* [Text shown]
Monday, May 31, 2010

LOST: Haunted Hotel #1


As part of GHOULA's mission to preserve the haunted history of greater Los Angeles, periodically GHOULA will spotlight a haunted building from our great city that is no longer with us, in an effort to prevent these stories from being forgotten (even if their ghosts are also no longer with us).

THE AMBASSADOR HOTEL
(3400 Wilshire Boulevard, Los Angeles) Map

THE GHOST(S):

Opened in 1921 (demolished in 2005), the Ambassador Hotel (built on swamp land) was one of the first serious threats to Hollywood as a "playground for the stars" as celebrities searched for new areas where they could avoid the growing numbers of tourists. The hotel's own tropical-themed "Coconut Grove" night club (on the ground floor) became the new oasis for movie folk that wanted to be left alone. That said, unfortunately despite the glamour, elegance, and notable guests of this former landmark (and The Coconut Grove), the hotel was most famous for being the site of Robert Kennedy's assassination, which also marked the beginning of the end for this pink palace.

After those tragic events, the Ambassador slid down to the fate of all historic buildings in Los Angeles (before they are demolished), becoming a "film location" with its luxurious ballroom becoming a sound stage. Occasionally however, it did regain its former glory when a production would shoot a "period piece" there, filling the halls with actors in vintages costumes. But, these moments were fleeting. Ironically, the movie "Bobby" about the assassination of Robert Kennedy took so long to get funding, the production was forced to "rebuild" the Ambassador (since the hotel was demolished shortly before production began).

There are two strange stories that have been often repeated about the building. First, The Coconut Grove used to have caged canaries throughout the dinning room. Because of the heat, noise, and gas lighting, many birds would die in the course of a night. So, cages filled with additional (spare) canaries were kept in storage to replace the dead ones as their little bodies were discovered. It is unknown how many hundreds (probably thousands) of birds died in that one room over the years.

Secondly, aside from the usual "cold spots" and electric anomalies, there were tales of a ghostly "woman dressed in white" figure that would appear in a fourth story window (seen from outside), who would lean out that window, and then disappear. Was she a suicide victim? Was she going to climb out the window? Was see trying to get some one's attention outside? Was she calling for help? To this day no one knows who she was, or why she haunted the hotel (and that specific room)... And sadly, since the hotel is gone, no one will probably ever find out the truth? Then again, maybe she'll take up residence in the new building on this site. Only time will tell.

* [Given problem A]
Copy these rows word for word, starting at the row that contains "In this exercise you will mark the baseboard" and stopping after the row that contains "(1211, 117)".

* [Input for this task]
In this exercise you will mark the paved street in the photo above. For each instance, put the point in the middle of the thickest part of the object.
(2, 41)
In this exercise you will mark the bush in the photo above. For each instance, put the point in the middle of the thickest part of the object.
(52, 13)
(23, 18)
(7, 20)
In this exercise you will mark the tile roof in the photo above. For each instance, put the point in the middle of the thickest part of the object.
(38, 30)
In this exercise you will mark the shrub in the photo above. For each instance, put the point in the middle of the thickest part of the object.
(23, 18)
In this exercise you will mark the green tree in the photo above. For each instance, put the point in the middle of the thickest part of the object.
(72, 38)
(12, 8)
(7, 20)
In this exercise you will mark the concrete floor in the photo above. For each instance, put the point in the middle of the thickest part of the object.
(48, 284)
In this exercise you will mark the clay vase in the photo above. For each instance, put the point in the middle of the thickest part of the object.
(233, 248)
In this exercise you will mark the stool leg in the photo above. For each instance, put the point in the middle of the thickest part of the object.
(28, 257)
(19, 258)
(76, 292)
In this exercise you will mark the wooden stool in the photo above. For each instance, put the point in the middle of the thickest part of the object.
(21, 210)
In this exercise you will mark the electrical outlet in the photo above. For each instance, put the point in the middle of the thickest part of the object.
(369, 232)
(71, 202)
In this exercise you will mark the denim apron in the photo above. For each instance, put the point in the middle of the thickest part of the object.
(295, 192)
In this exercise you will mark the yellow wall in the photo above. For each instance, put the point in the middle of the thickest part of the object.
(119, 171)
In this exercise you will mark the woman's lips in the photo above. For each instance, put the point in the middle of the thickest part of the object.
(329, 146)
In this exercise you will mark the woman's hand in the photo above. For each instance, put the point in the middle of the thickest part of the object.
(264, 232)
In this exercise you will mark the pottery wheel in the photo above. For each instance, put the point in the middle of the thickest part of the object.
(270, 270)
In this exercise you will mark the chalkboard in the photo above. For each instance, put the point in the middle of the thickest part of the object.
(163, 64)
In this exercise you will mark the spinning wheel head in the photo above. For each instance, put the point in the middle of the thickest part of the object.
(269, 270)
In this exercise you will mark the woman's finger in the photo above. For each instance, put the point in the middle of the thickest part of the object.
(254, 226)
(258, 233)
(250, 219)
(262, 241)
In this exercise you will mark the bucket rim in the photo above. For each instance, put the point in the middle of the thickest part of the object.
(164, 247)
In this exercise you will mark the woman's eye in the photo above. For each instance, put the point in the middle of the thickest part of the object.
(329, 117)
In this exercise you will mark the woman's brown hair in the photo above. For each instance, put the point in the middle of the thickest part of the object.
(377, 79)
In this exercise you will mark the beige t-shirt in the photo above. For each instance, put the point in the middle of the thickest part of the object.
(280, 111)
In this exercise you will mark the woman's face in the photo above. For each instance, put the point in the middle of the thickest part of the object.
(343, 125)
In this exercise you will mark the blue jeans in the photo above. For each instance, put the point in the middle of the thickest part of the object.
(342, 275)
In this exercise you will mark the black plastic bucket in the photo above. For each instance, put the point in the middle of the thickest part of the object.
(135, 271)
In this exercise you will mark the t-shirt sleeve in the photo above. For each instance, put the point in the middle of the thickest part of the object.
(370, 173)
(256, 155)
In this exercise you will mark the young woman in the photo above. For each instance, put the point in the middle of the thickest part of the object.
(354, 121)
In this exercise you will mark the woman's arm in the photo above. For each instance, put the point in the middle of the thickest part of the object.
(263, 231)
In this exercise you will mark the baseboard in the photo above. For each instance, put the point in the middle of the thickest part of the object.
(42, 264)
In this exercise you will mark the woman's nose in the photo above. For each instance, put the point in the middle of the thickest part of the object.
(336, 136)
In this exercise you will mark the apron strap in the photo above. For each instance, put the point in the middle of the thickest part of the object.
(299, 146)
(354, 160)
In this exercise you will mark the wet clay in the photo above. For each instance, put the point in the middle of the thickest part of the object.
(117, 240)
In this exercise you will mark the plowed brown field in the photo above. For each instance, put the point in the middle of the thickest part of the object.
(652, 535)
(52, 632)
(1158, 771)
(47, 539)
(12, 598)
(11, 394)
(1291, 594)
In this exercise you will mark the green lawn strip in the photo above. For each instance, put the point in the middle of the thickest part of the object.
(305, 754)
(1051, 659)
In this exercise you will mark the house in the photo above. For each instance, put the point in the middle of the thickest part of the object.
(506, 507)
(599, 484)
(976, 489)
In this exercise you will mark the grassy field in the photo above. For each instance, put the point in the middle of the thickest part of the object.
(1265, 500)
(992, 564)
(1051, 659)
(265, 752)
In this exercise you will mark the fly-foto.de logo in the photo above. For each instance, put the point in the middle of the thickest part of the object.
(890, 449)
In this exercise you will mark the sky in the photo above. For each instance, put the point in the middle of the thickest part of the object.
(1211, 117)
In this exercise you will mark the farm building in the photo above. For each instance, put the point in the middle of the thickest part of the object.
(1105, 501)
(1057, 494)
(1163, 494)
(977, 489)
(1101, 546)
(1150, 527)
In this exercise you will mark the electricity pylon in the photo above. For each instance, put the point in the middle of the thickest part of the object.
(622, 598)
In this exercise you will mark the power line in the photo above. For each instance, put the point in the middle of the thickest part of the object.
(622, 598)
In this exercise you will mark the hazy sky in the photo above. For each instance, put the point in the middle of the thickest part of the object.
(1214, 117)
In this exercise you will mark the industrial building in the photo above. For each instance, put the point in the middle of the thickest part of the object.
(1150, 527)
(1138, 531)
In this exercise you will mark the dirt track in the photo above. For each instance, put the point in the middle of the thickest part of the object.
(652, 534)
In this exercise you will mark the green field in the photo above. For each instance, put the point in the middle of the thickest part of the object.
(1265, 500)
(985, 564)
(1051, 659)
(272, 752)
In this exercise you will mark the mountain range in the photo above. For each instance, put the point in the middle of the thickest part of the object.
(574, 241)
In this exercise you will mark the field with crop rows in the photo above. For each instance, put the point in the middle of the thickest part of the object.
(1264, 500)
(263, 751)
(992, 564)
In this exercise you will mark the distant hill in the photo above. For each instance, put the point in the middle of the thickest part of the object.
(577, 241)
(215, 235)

* [Given problem B]
Answer from the post about the Ambassador Hotel:
(i) In what year did the hotel open?
(ii) What birds were kept in cages throughout the Coconut Grove dining room?
(iii) In which story's window was the woman dressed in white said to appear?

* [Written solution A]
In this exercise you will mark the baseboard in the photo above. For each instance, put the point in the middle of the thickest part of the object.
(42, 264)
In this exercise you will mark the woman's nose in the photo above. For each instance, put the point in the middle of the thickest part of the object.
(336, 136)
In this exercise you will mark the apron strap in the photo above. For each instance, put the point in the middle of the thickest part of the object.
(299, 146)
(354, 160)
In this exercise you will mark the wet clay in the photo above. For each instance, put the point in the middle of the thickest part of the object.
(117, 240)
In this exercise you will mark the plowed brown field in the photo above. For each instance, put the point in the middle of the thickest part of the object.
(652, 535)
(52, 632)
(1158, 771)
(47, 539)
(12, 598)
(11, 394)
(1291, 594)
In this exercise you will mark the green lawn strip in the photo above. For each instance, put the point in the middle of the thickest part of the object.
(305, 754)
(1051, 659)
In this exercise you will mark the house in the photo above. For each instance, put the point in the middle of the thickest part of the object.
(506, 507)
(599, 484)
(976, 489)
In this exercise you will mark the grassy field in the photo above. For each instance, put the point in the middle of the thickest part of the object.
(1265, 500)
(992, 564)
(1051, 659)
(265, 752)
In this exercise you will mark the fly-foto.de logo in the photo above. For each instance, put the point in the middle of the thickest part of the object.
(890, 449)
In this exercise you will mark the sky in the photo above. For each instance, put the point in the middle of the thickest part of the object.
(1211, 117)

* [Written solution B]
(i) 1921
(ii) Canaries
(iii) The fourth story